## WORK TO COMPLETE
A verbatim reproduction of the lines below, from the line containing "Where can the main" through the line containing "Where can the bridge", both ends included, is the whole required output.

## Point-per-instance localization data
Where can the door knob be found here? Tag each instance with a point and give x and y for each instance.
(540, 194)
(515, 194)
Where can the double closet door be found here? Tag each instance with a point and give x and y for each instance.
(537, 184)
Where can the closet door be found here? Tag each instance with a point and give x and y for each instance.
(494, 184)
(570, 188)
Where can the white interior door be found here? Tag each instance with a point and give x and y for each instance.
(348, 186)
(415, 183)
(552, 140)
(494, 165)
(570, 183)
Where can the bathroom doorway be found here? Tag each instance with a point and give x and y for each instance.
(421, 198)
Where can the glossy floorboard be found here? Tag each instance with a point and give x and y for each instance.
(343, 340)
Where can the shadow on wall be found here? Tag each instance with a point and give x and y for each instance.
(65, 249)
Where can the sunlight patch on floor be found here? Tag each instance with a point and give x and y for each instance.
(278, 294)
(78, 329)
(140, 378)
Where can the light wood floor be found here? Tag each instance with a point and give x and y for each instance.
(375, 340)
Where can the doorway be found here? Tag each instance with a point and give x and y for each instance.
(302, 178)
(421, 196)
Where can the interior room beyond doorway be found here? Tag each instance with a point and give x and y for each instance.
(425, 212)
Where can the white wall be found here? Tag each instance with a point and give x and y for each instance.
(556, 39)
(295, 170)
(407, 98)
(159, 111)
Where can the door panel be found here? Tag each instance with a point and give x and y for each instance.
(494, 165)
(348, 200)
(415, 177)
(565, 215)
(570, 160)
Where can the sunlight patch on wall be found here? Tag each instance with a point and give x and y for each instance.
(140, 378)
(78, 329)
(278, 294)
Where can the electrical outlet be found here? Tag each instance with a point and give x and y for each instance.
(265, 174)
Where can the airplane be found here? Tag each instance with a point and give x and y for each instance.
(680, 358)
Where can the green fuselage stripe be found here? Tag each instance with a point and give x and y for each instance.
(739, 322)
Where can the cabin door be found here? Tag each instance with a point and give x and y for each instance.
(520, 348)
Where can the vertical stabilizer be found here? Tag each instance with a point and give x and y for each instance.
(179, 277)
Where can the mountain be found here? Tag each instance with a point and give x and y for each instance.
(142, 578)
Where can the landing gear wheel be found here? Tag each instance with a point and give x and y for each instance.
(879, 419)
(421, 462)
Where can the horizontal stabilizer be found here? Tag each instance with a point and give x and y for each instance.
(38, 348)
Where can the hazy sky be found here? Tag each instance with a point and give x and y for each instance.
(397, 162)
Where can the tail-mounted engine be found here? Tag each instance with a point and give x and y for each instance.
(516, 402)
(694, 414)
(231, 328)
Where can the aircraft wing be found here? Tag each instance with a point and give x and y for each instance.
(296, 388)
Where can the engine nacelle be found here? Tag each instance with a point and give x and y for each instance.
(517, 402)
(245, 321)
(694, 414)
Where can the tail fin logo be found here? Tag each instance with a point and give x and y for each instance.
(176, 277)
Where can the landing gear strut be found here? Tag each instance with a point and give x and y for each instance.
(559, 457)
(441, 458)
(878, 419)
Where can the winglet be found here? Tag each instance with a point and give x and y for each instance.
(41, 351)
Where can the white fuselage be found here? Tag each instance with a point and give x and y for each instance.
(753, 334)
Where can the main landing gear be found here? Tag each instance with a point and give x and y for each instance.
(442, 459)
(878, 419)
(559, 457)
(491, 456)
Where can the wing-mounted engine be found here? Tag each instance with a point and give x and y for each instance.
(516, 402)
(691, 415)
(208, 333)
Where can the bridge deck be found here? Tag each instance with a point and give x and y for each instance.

* * *

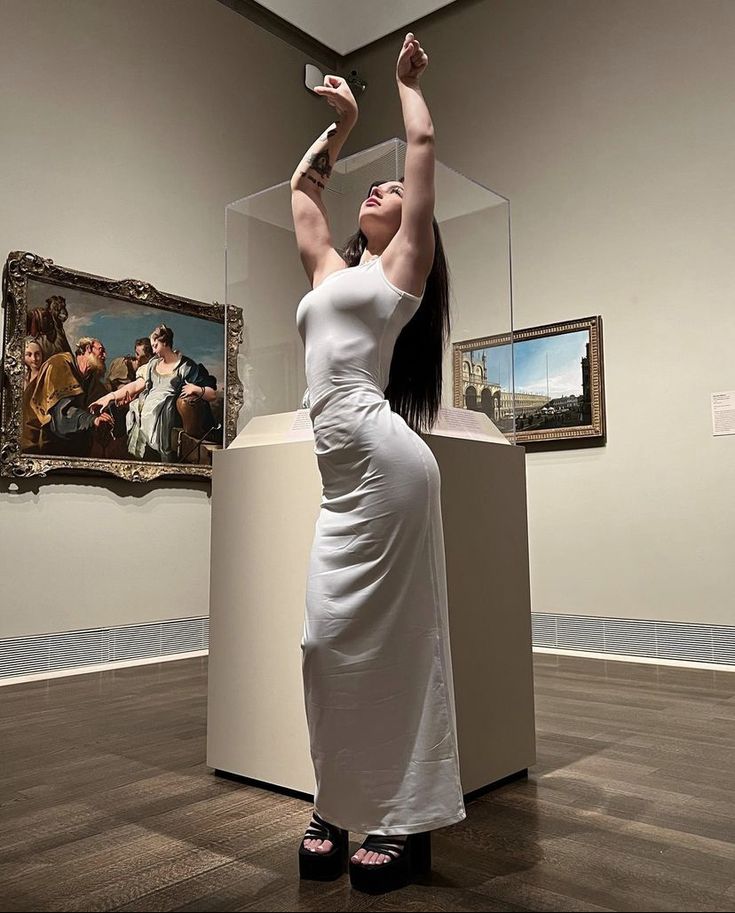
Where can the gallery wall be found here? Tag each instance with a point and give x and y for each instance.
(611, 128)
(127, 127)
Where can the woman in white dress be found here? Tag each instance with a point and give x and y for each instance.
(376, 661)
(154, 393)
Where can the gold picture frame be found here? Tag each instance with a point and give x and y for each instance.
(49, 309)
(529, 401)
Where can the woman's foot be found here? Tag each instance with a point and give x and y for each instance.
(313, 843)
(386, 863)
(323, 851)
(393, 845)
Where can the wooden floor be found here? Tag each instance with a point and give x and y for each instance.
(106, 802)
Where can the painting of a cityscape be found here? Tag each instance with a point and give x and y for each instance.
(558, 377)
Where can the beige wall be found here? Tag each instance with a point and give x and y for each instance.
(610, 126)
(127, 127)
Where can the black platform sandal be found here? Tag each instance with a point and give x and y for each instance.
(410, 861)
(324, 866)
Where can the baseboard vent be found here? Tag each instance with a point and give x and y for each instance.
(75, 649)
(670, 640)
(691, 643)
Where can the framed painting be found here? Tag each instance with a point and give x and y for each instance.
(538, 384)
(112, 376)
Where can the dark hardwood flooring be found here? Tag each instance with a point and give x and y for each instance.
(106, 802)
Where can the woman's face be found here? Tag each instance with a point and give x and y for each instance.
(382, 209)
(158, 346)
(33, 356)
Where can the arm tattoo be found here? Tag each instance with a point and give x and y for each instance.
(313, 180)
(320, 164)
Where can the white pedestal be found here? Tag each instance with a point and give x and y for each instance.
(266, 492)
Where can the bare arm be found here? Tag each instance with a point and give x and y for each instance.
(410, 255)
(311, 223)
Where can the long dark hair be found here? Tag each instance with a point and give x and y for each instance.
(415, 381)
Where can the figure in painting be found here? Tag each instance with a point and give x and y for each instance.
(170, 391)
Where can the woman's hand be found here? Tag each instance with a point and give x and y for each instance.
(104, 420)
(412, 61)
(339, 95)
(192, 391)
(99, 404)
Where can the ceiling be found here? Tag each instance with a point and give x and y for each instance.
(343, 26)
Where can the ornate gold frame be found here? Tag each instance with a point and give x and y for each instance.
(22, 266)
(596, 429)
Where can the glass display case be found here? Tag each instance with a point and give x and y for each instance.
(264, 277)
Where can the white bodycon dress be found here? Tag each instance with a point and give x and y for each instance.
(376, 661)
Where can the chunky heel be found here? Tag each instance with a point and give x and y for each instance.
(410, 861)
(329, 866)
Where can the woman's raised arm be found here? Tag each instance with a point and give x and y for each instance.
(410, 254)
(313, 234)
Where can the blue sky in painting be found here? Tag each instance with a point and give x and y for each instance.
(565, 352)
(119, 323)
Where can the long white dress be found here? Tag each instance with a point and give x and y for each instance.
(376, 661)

---

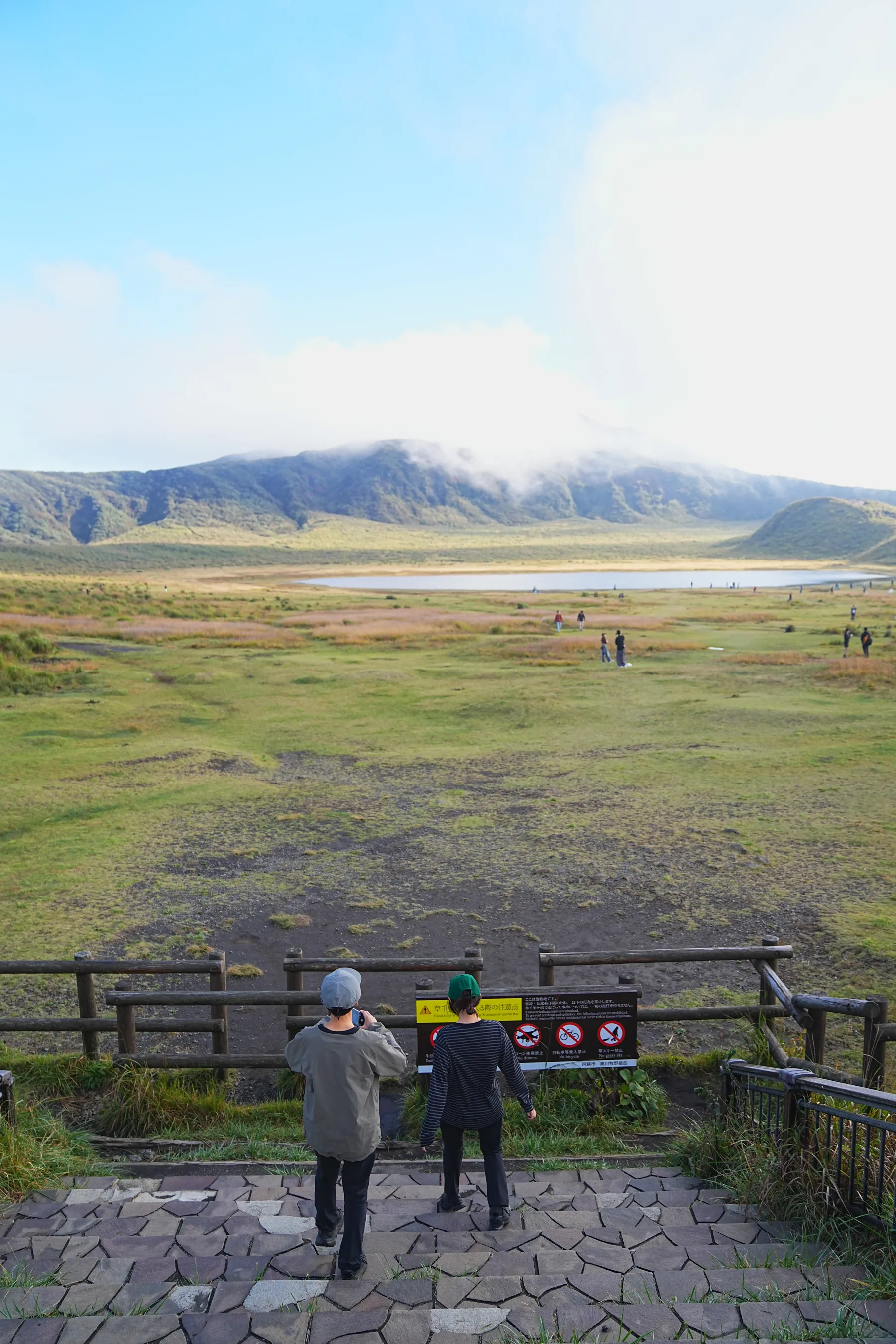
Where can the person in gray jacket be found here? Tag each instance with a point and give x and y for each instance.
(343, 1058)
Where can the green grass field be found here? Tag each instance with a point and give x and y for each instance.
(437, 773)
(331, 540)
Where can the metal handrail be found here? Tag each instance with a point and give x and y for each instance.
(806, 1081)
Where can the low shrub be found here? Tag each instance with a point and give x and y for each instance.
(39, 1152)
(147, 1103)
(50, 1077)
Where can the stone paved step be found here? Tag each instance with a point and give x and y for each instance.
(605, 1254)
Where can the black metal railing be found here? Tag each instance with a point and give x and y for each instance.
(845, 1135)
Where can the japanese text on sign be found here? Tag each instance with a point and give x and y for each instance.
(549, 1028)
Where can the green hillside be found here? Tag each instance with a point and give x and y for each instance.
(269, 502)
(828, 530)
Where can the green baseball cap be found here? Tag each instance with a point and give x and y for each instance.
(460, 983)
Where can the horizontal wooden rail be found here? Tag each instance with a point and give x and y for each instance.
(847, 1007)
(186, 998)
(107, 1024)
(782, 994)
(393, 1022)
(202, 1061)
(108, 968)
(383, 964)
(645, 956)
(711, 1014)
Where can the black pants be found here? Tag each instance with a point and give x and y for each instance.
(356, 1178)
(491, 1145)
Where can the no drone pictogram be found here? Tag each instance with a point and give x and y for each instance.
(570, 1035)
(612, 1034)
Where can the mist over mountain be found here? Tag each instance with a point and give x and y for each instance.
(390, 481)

## REPLY TO THE TASK
Where can the main landing gear be found here? Tag each instance with a point and give x and y for each instance.
(442, 459)
(878, 419)
(559, 457)
(491, 456)
Where can the wing-mounted engine be found here? Tag each instance with a point and give x and y for each instance.
(516, 402)
(691, 415)
(208, 333)
Where can the bridge deck be found here? Tag each instance with a point and give x and y for each instance.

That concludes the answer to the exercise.